DOCUMENT SEGMENT:

#####

Needless to say, Christianity went out the window and flesh came in the door! Now anyone who knows me, understands I am not usually a angry person but in the last few days I have had my dander up a few times. My doctors seem to think that it is a stage of grieving I am going through. Mad. And maybe that is so, but good grief-enough is enough!
Why would anybody do this knowing you still owe money against it and after we have tried to help them that they would do this not just to us but to any one. I have threaten to take it out of her hide, but I know that will serve no purpose but to make me feel better for a little while:) but I am very angry about this, every time I think about it. My husband of 10 years, has never seen me this upset, I think I scared him Monday, he thought he was going to have to bail me out of jail.
But here is were I'm torn.......
Flesh says " beat her black and blue, have her arrested and throw her in jail, garnish her future wages, and file a civil suit." in that order.
Bible says " forgive those who trespass against you...490 times a day ( 7X70).

#####

Natural-language object grounding data
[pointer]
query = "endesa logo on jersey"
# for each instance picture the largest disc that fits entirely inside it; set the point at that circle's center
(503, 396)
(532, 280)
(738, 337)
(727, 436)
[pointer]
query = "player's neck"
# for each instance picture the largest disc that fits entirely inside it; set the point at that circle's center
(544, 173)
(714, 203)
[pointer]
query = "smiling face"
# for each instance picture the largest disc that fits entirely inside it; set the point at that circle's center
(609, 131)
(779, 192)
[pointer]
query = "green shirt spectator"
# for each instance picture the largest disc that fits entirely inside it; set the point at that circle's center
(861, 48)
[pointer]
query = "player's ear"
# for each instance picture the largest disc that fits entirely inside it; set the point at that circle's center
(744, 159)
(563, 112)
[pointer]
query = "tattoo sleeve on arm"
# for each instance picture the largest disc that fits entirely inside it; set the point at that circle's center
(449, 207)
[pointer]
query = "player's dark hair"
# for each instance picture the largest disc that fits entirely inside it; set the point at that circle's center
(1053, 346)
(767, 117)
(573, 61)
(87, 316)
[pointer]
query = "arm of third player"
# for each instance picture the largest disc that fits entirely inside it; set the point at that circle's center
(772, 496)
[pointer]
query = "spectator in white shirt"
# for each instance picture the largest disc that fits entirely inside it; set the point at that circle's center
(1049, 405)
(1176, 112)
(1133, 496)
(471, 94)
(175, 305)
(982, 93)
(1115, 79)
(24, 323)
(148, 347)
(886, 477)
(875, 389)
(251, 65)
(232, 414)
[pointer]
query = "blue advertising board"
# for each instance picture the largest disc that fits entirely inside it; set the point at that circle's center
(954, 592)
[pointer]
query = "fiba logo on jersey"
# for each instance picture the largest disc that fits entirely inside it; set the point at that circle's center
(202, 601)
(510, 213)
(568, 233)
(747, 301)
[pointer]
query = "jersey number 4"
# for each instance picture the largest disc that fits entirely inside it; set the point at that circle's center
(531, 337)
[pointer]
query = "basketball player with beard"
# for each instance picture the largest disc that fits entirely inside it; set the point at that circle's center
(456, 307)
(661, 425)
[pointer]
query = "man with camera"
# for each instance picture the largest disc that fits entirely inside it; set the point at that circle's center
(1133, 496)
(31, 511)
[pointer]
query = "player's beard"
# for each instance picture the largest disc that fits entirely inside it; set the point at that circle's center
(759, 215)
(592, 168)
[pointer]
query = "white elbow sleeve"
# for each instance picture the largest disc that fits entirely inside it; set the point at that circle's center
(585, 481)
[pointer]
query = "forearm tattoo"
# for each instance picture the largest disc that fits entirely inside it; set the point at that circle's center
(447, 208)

#####

WORK ORDER 1:
Answer these questions about the post on anger and forgiveness:
(a) How many years has the writer been married?
(b) What do the writer's doctors think the anger is?
(c) How many times a day does the Bible line say to forgive?
WORK ORDER 2: Reproduce the passage of the post on anger and forgiveness that begins at "Why would anybody" and stops after "out of jail.", renaming "husband" as "spouse".

EXERCISE RESPONSE 1:
(a) 10 years
(b) A stage of grieving
(c) 490 times a day (7X70)

EXERCISE RESPONSE 2:
Why would anybody do this knowing you still owe money against it and after we have tried to help them that they would do this not just to us but to any one. I have threaten to take it out of her hide, but I know that will serve no purpose but to make me feel better for a little while:) but I am very angry about this, every time I think about it. My spouse of 10 years, has never seen me this upset, I think I scared him Monday, he thought he was going to have to bail me out of jail.